=== Begin Enclosure ===

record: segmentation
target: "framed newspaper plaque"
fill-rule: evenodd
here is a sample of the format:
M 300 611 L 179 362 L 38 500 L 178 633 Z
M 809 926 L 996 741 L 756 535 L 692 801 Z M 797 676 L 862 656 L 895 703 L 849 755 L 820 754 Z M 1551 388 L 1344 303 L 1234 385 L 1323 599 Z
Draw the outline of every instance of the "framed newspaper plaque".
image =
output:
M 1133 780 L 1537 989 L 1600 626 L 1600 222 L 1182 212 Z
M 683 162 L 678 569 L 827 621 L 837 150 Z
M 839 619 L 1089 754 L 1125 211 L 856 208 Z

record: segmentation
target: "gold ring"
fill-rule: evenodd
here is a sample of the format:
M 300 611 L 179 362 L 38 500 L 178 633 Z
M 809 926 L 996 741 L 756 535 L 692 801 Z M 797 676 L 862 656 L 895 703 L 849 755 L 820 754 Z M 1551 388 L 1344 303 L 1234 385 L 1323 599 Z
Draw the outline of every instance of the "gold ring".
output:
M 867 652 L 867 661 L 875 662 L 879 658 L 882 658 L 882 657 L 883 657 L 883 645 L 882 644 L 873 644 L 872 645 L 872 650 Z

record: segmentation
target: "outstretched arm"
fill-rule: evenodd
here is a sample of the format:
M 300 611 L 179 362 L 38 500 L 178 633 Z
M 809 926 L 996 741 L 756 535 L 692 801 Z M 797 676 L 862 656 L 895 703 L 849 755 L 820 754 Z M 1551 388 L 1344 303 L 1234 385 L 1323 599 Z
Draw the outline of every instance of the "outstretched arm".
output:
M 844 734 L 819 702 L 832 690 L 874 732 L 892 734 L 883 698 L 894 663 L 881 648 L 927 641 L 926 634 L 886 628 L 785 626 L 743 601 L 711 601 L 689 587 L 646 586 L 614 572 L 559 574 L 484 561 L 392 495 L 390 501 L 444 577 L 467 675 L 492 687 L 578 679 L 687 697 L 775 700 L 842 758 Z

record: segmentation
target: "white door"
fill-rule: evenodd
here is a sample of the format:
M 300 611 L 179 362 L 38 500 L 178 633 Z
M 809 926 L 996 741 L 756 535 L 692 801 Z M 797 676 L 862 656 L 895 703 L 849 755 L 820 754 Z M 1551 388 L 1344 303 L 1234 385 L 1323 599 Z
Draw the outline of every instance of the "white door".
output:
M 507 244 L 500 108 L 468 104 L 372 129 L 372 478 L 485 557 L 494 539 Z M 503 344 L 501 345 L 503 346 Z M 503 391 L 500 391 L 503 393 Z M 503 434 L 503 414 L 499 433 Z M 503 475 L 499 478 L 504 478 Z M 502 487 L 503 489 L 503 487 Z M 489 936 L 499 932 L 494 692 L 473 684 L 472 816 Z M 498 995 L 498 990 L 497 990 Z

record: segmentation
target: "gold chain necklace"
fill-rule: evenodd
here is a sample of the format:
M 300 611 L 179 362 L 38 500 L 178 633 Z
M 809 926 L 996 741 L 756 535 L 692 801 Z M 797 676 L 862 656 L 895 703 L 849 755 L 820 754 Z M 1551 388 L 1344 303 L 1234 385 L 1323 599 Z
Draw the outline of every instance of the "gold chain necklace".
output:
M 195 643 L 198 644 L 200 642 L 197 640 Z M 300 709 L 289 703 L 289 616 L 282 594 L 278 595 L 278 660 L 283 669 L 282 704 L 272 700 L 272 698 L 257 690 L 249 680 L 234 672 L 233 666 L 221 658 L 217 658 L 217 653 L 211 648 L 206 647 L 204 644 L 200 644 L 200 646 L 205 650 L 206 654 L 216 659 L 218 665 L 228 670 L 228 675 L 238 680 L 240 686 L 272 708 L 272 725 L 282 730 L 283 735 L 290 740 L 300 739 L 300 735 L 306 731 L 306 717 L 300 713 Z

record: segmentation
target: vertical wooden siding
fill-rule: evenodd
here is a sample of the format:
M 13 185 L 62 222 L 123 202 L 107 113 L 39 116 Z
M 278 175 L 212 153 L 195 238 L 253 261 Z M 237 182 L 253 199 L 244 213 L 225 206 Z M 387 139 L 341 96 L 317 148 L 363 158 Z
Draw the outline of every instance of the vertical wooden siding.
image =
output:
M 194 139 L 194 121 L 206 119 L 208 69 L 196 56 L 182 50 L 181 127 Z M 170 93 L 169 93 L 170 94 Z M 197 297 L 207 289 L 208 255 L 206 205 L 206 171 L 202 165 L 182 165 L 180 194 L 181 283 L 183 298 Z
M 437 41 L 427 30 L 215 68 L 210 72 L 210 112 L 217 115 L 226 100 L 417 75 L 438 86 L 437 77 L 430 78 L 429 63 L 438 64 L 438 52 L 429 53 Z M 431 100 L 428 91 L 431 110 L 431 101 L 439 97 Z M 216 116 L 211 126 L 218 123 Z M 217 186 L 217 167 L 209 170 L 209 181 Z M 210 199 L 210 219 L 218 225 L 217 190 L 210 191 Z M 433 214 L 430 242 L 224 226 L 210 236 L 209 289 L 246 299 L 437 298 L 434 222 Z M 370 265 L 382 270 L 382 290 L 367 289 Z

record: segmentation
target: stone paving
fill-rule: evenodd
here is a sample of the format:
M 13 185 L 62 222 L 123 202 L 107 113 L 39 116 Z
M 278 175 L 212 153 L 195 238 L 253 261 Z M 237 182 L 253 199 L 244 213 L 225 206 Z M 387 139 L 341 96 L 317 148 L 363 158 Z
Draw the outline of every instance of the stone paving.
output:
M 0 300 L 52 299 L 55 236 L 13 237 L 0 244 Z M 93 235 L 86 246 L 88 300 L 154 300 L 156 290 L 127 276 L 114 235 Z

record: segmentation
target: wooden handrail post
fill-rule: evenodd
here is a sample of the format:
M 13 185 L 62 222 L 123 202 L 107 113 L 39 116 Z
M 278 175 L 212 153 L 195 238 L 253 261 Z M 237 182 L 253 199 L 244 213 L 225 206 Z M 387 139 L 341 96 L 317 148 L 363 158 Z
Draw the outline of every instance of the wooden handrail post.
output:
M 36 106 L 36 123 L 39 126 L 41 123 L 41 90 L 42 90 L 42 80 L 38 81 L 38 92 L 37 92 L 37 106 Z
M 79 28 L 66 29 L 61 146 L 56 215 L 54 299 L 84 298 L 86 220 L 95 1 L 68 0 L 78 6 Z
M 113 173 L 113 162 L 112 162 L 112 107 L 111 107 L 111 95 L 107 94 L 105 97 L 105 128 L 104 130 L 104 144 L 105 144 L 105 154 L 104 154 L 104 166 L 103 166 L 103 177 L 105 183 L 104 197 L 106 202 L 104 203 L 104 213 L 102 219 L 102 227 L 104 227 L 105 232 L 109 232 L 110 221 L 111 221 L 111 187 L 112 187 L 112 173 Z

=== End Enclosure ===

# TASK PROMPT
The job is to copy each line from the material above that holds the word "wooden".

# RESULT OF THE EXERCISE
target: vertical wooden siding
Draw the outline of every instance of the vertical wooden siding.
target: wooden handrail post
Draw the outline of every instance of the wooden handrail post.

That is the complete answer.